READING PASSAGE:

= Beginning of Section =

A mechanism which drives leukaemia cell growth has been discovered by researchers at the University of Sussex, who believe their findings could help to inform new strategies when it comes to treating the cancer.
Acute myeloid leukaemia (AML) is a devastating blood cancer with around 3,000 new cases annually in the UK.
Despite considerable improvement in patient survival over the last 50 years, the prognosis remains poor for many subsets of adults and children who suffer from the disease.
Current chemotherapies are highly toxic, and often fail to induce a long-term cure resulting in an urgent clinical need for the design of better tolerated and highly targeted therapies that induce durable remissions.
Leukaemia cells are known to have an overactive level of a protein called β-catenin, which can drive cancer development.
Once this protein moves into the nucleus of cells, where DNA is stored, it can assist the activation of genes important for leukaemia development.
The activity of β-catenin is highly dependent upon the interactions it forms with other proteins in the cell.
Up until now, the movement of β-catenin into the nucleus of leukaemia cells has been a poorly understood process in blood cells.
But researchers from the University of Sussex, Bristol and Cardiff using funding from the Kay Kendall Leukaemia Fund (KKLF) and Bloodwise have now discovered a protein partner that promotes this process and therefore helps leukaemia cells to grow.
Their findings could lead to the development of new therapeutic strategies to treat AML.
In a paper published in the journal Haematologica, Dr Rhys Morgan, Lecturer in Biomedical Science, observed that protein LEF-1 can actively control the level of β-catenin in the nucleus of myeloid leukaemia cells.
This is the first study to reveal such a mechanism is active in leukaemia cells, and also the first to reveal β-catenin's interaction partners in blood cells.
Dr Rhys Morgan, from the University of Sussex, said: "Whilst scientists have long been aware of the involvement of β-catenin in cancer progression, drugs directly targeting the protein or its partners haven't yet reached the clinic. From our research findings we'd suggest that pharmacological targeting of β-catenin's movement into the nucleus, through a partner like LEF-1, could be a viable treatment strategy in leukaemia."
He explained further: "This research is at a very early stage and targeting the activity of β-catenin won't be a solution for all leukaemia cases and subtypes.
"However data suggests that anywhere between 20-80% of AML cases display elevated levels of this molecule which justifies further investigation in this setting."
Dr Morgan and his team are now working to further understand the biological significance of many of the new interacting proteins discovered in the study, with the belief that others could be worth targeting to inhibit β-catenin level and activity in leukaemia.

= End of Section =

PROBLEM DETAILS:
From the leukaemia article, list every university and every funding body named as involved in the research on β-catenin's movement into the nucleus.

Saved entries:
= Beginning of Section =

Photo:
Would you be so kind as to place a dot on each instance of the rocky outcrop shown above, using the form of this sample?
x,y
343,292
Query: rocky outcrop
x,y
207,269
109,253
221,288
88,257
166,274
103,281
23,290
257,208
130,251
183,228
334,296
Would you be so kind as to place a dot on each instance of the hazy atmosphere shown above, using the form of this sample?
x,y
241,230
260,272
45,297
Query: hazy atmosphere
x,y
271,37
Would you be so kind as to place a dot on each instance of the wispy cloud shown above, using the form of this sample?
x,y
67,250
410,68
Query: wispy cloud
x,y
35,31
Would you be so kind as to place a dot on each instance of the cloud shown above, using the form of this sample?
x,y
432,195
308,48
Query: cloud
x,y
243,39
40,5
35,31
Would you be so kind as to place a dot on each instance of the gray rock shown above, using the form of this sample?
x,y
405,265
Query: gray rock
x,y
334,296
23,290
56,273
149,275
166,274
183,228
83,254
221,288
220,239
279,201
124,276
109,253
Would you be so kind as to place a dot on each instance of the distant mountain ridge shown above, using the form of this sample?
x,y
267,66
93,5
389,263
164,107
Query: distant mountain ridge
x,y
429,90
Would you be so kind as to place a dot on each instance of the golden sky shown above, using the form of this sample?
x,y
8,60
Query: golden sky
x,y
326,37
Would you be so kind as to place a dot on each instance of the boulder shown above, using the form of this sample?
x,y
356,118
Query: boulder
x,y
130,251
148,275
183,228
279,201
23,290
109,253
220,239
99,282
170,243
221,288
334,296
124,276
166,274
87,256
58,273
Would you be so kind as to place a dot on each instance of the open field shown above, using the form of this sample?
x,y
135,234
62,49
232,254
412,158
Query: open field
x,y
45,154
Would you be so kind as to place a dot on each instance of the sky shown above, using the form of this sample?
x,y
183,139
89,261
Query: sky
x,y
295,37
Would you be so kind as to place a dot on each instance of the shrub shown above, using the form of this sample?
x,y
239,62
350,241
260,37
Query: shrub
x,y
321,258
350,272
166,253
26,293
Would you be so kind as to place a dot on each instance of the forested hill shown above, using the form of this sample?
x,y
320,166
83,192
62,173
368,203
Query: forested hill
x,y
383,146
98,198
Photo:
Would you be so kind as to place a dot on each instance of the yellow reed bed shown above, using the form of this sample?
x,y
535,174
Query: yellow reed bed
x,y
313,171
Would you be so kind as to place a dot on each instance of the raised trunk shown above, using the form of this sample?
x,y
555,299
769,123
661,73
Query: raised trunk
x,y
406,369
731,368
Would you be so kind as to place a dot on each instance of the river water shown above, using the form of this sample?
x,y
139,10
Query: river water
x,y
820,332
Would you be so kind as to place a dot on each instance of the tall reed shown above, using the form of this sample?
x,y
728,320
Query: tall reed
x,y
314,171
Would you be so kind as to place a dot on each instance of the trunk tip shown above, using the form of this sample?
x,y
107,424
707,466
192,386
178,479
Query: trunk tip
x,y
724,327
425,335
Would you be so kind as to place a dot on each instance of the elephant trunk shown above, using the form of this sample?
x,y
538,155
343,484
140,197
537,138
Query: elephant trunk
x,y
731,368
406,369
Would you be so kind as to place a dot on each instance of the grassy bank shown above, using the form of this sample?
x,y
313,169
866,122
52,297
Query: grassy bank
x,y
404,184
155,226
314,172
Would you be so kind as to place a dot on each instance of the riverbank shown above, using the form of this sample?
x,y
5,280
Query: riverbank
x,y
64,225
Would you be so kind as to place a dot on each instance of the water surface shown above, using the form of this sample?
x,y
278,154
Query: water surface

= End of Section =

WRITTEN SOLUTION:
University of Sussex, Bristol, Cardiff, Kay Kendall Leukaemia Fund (KKLF), Bloodwise